Request 1 → In the thread about consolidating savings, what is the balance of the car loan?
Request 2 → Continue the thread about consolidating savings, starting with the reply under its final heading.

Document →
▼
# Should I consolidate my savings to one account?



## Justbmad (5 Jul 2011)

Have a tracker +0.75 with 12 yrs left approx 110k costing 900pm. Both working & save 200 p/m to 2 savings a/c (3600 balance in aib), (3000 balance in ebs) Have 11,000 in credit union with 4000 car loan. Also have a 0% balance transfer credit card debt of 2000 which we hopefully will pay off before 0% runs out in 9mths time. Other savings prize bonds of 2000.
My question is should I consolidate all my savings to 1 fixed term or lump sum deposit ac for a year or 2 (we shouldnt need to use this savings all going well for at least a year) or should i pay all off capital on mortgage & reduce my term. We would love to pay off the mortgage asap but its nice to have some savings just in case. Worried about the safety of savings in bank & cu, we are nearly 40 & was always hard to save with family but at least if we clear mortgage, house will be ours by time we are 50.


----------



## Daisy09 (5 Jul 2011)
▲
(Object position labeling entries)
▼
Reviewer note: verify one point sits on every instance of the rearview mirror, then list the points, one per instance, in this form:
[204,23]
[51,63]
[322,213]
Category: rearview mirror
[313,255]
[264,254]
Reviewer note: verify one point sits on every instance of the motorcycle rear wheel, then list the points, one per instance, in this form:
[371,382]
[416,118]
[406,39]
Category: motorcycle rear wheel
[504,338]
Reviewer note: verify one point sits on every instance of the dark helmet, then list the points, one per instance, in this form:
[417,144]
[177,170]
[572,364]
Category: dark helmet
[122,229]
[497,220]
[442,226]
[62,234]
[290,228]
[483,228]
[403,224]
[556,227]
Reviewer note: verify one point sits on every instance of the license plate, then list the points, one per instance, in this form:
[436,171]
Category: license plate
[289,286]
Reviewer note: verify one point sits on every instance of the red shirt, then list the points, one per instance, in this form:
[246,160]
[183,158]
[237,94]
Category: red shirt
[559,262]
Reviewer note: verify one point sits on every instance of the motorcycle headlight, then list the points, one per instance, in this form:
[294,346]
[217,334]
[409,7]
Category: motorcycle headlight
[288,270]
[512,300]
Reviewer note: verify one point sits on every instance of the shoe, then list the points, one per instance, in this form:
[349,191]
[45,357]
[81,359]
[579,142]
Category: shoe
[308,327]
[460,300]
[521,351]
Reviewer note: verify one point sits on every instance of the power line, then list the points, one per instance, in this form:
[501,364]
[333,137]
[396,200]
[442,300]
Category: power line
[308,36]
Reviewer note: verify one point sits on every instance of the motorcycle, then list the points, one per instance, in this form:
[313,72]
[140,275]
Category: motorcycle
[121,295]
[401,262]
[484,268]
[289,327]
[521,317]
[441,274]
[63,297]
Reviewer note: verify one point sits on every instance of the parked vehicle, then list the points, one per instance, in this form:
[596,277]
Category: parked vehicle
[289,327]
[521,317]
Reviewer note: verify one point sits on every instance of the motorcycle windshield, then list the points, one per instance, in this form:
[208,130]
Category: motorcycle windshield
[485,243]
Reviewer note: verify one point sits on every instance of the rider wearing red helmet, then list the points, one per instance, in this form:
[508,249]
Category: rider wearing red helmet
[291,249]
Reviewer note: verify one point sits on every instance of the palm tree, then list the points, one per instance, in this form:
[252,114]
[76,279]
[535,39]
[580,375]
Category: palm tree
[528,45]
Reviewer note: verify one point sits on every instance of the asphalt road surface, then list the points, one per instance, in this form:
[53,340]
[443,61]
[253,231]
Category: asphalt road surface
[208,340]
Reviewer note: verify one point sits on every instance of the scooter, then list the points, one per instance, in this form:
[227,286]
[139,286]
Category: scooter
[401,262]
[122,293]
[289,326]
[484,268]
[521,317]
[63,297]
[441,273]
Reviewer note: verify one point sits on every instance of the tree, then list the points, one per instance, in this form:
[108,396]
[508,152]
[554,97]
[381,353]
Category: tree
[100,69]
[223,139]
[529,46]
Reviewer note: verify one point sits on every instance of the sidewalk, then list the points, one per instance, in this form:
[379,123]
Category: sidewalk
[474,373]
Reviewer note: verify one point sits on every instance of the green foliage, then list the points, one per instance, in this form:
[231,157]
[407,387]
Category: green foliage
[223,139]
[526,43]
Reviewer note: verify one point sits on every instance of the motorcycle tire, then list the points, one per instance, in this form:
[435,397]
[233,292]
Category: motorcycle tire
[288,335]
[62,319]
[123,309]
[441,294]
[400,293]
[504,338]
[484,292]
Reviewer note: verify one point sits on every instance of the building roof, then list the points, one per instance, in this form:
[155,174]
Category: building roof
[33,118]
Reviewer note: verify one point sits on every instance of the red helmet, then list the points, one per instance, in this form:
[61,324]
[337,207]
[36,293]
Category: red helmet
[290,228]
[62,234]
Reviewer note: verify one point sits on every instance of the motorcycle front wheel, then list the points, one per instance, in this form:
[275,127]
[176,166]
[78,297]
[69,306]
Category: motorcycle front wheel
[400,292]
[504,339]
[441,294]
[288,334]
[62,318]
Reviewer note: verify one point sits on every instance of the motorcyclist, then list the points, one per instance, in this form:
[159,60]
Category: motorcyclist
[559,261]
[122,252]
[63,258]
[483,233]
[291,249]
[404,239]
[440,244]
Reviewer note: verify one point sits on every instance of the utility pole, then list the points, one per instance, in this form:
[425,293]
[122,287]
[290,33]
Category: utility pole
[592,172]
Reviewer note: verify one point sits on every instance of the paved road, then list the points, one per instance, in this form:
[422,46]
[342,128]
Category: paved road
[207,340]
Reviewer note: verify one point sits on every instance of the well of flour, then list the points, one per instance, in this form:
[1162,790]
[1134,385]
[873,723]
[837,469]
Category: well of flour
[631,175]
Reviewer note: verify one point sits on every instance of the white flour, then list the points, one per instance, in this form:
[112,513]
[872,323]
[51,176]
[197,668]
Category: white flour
▲
Task output 1 → The car loan balance is 4,000.

Task output 2 →
What I would do first is pay off the cu and cc loan/debt.  It doesn't make sense to have enough savings and yet still be paying back loans.  When these are paid you will still have 7k savings and no debt apart from mortgage.  I would then keep this 7k in savings that you can access should you need to.  Don't use it to pay off mortgage capital, its always good to have a little nest egg put by, you never know whats around the corner or when you might need it.

Daisy


----------



## horusd (5 Jul 2011)

What interest rates are you currently getting from AIB & EBS? What is the comparative offer on fixed rate? Agree with Daisy it makes no sense to have a CU loan & pay interest when you could pay this off completely.  The CU is probably loss-making on two fronts, loan interest and dividends when compared to other offers available, but you might want to maintain it for other reasons. The best form of safety is to diversify your savings, perhaps including non- Irish institutions.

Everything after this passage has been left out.